▸ **讨论帖**
────────────────────────────────────────

是否能支持 huggingface/tokenizers #24

Liangdi · 2023-11-06T10:30:05Z

最近使用 candle , 想做 Yi 系列的支持，candle 使用 https://github.com/huggingface/tokenizers 这个库，使用时候需要一个 tokenizer.json , 在 Yi 系列中没有这个文件，一些其他模型如：https://huggingface.co/bert-base-chinese ,https://huggingface.co/Salesforce/blip-image-captioning-large 等有相关支持。
看了一下 transformer 文档，似乎是 fast-tokenziers 这个模块 https://huggingface.co/docs/transformers/fast_tokenizers

之前咨询 ChatGLM 的时候， candle 那边回复如下，不知道 Yi 系列是否能够支持？
candle issue:
huggingface/candle#1177 (comment)

transformers 的一些相关代码 https://github.com/huggingface/transformers/blob/main/src/transformers/convert_slow_tokenizer.py

以下是 candle 支持 marian-mt 修改的 convert_slow_tokenizer.py 的代码
https://github.com/huggingface/candle/blob/main/candle-examples/examples/marian-mt/convert_slow_tokenizer.py#L1262C32-L1262C32

ZhaoFancy · 2023-11-06T10:40:46Z

不太确定是否好支持，这个需要内部讨论下（最后一个链接很有用）

Liangdi · 2023-11-06T15:32:15Z

不太确定是否好支持，这个需要内部讨论下（最后一个链接很有用）

期待能支持，顺便问一下，国内有微信技术交流群嘛？

ZhaoFancy · 2023-11-07T07:32:06Z

国内有微信技术交流群嘛？

目前没有，可以在这里投票： #51

loofahcus · 2023-11-08T01:57:32Z

最近使用 candle , 想做 Yi 系列的支持，candle 使用 https://github.com/huggingface/tokenizers 这个库，使用时候需要一个 tokenizer.json , 在 Yi 系列中没有这个文件，一些其他模型如：https://huggingface.co/bert-base-chinese ,https://huggingface.co/Salesforce/blip-image-captioning-large 等有相关支持。看了一下 transformer 文档，似乎是 fast-tokenziers 这个模块 https://huggingface.co/docs/transformers/fast_tokenizers

之前咨询 ChatGLM 的时候， candle 那边回复如下，不知道 Yi 系列是否能够支持？ candle issue: huggingface/candle#1177 (comment)

────────────────────────────────────────

▸ **数据块**
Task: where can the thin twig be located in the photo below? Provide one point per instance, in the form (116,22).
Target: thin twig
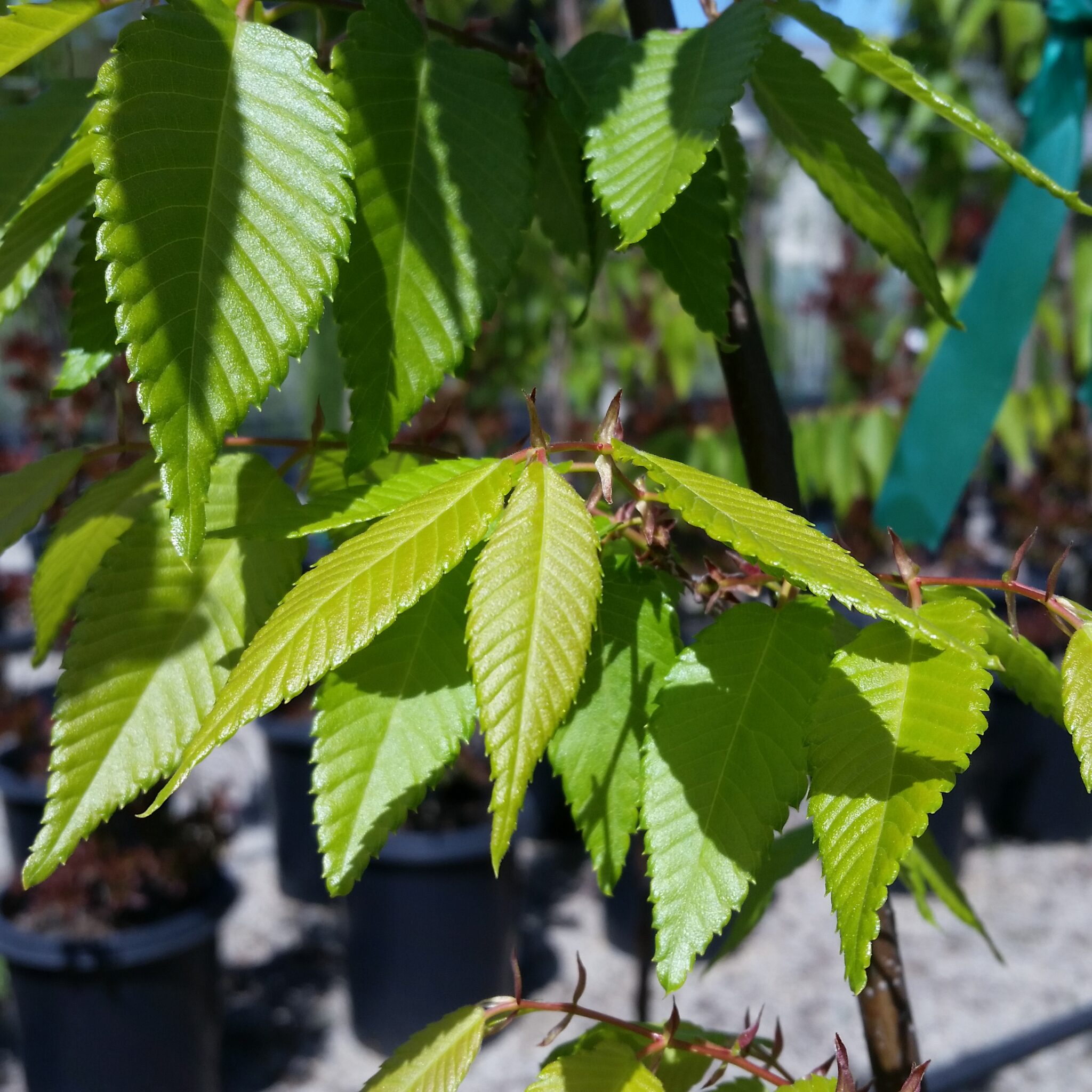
(700,1047)
(1051,602)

────────────────────────────────────────

▸ **设定任务 1**
讨论帖里，ZhaoFancy 怎样回答国内有没有微信技术交流群？
▸ **设定任务 2**
根据讨论帖，判断下列说法是否成立，并引用帖中原话作为依据：(a) candle 使用 tokenizers 库时需要一个 tokenizer.json；(b) Yi 系列中带有 tokenizer.json 文件；(c) ZhaoFancy 确定这项支持容易实现。
▸ **设定任务 3**
从这篇关于 Yi 系列 tokenizer 支持的讨论帖停下的地方接着写下去。
这些材料在此不起任何作用。

▸ **回复 1**
目前没有，可以在 #51 投票。

▸ **回复 2**
(a) 是。依据：“使用时候需要一个 tokenizer.json”
(b) 否。依据：“在 Yi 系列中没有这个文件”
(c) 否。依据：“不太确定是否好支持，这个需要内部讨论下”

▸ **回复 3**
transformers 的一些相关代码 https://github.com/huggingface/transformers/blob/main/src/transformers/convert_slow_tokenizer.py

以下是 candle 支持 marian-mt 修改的 convert_slow_tokenizer.py 的代码 https://github.com/huggingface/candle/blob/main/candle-examples/examples/marian-mt/convert_slow_tokenizer.py#L1262C32-L1262C32

我研究一下 tokenizer.json 的问题，稍等～
谢谢

loofahcus · 2023-11-08T11:14:27Z

tokenizer.json
@Liangdi 你可以帮我测测这个能用在 candle 上吗? 我简单地试了一下，目前的一些测试 case 是符合预期的。但我对 candle 不熟悉，所以没法测得很全面。

Liangdi · 2023-11-08T13:08:01Z

tokenizer.json @Liangdi 你可以帮我测测这个能用在 candle 上吗? 我简单地试了一下，目前的一些测试 case 是符合预期的。但我对 candle 不熟悉，所以没法测得很全面。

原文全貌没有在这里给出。